**Stated exercise A**
In the blk-mq patch page, which new rq_flags flag does the patch add to keep the same timeout from firing more than once?
**Stated exercise B**
Pick up the blk-mq patch discussion at the point where it stops and keep writing it.

**Source passage**

☆ ☆ ☆

[5/7] blk-mq: remove REQ_ATOM_COMPLETE usages from blk-mq
diff mbox

Message ID 20171216120726.517153-6-tj@kernel.org
State New
Headers show

Commit Message

Tejun Heo Dec. 16, 2017, 12:07 p.m. UTC
After the recent updates to use generation number and state based
synchronization, blk-mq no longer depends on REQ_ATOM_COMPLETE except
to avoid firing the same timeout multiple times.

Remove all REQ_ATOM_COMPLETE usages and use a new rq_flags flag
RQF_MQ_TIMEOUT_EXPIRED to avoid firing the same timeout multiple
times.  This removes atomic bitops from hot paths too.

v2: Removed blk_clear_rq_complete() from blk_mq_rq_timed_out().

v3: Added RQF_MQ_TIMEOUT_EXPIRED flag.

Signed-off-by: Tejun Heo <tj@kernel.org>
Cc: "jianchao.wang" <jianchao.w.wang@oracle.com>
---
 block/blk-mq.c         | 18 ++++++++----------
 block/blk-timeout.c    |  1 +
 include/linux/blkdev.h |  2 ++
 3 files changed, 11 insertions(+), 10 deletions(-)

Comments

jianchao.wang Dec. 21, 2017, 3:56 a.m. UTC | #1
Hi tejun

On 12/16/2017 08:07 PM, Tejun Heo wrote:
> After the recent updates to use generation number and state based
> synchronization, blk-mq no longer depends on REQ_ATOM_COMPLETE except
> to avoid firing the same timeout multiple times.

☆ ☆ ☆

**Listed records**
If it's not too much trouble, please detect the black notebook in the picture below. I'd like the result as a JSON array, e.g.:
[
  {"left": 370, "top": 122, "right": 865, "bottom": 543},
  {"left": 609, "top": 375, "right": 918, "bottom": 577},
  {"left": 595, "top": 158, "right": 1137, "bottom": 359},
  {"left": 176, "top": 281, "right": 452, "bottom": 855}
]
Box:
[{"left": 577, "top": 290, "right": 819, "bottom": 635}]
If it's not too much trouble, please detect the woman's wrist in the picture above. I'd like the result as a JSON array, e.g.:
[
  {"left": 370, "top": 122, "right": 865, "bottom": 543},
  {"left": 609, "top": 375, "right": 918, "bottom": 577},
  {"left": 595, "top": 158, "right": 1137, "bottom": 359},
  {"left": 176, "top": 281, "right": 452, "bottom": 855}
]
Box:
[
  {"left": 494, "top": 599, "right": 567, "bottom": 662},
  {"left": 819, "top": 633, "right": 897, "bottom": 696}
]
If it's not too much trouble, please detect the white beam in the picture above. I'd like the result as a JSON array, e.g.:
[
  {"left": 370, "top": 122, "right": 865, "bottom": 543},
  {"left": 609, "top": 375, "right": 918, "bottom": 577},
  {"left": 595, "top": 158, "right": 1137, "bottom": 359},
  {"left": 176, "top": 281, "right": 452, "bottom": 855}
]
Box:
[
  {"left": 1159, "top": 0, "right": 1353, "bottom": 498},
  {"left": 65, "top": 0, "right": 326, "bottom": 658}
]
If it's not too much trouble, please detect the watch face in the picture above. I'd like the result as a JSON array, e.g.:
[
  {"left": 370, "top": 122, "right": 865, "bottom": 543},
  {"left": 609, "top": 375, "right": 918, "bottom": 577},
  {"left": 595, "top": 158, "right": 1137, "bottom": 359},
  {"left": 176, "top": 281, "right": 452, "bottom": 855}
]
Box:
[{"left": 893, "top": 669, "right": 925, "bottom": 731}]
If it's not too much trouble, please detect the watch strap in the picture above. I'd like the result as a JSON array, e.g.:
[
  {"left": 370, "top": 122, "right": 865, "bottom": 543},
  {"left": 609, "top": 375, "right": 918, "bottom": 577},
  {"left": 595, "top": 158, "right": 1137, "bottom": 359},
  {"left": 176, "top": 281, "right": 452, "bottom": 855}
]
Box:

☆ ☆ ☆

**Task response A**
RQF_MQ_TIMEOUT_EXPIRED

**Task response B**
> 
> Remove all REQ_ATOM_COMPLETE usages and use a new rq_flags flag
> RQF_MQ_TIMEOUT_EXPIRED to avoid firing the same timeout multiple
> times.  This removes atomic bitops from hot paths too.
> 
> v2: Removed blk_clear_rq_complete() from blk_mq_rq_timed_out().
> 
> v3: Added RQF_MQ_TIMEOUT_EXPIRED flag.
> 
> Signed-off-by: Tejun Heo <tj@kernel.org>
> Cc: "jianchao.wang" <jianchao.w.wang@oracle.com>
> ---
>  block/blk-mq.c         | 18 ++++++++----------
>  block/blk-timeout.c    |  1 +
>  include/linux/blkdev.h |  2 ++
>  3 files changed, 11 insertions(+), 10 deletions(-)
> 
> diff --git a/block/blk-mq.c b/block/blk-mq.c
> index 88baa82..47e722b 100644
> --- a/block/blk-mq.c
> +++ b/block/blk-mq.c
> @@ -607,14 +607,12 @@ void blk_mq_complete_request(struct request *rq)
>  	 */
>  	if (!(hctx->flags & BLK_MQ_F_BLOCKING)) {
>  		rcu_read_lock();
> -		if (blk_mq_rq_aborted_gstate(rq) != rq->gstate &&
> -		    !blk_mark_rq_complete(rq))
> +		if (blk_mq_rq_aborted_gstate(rq) != rq->gstate)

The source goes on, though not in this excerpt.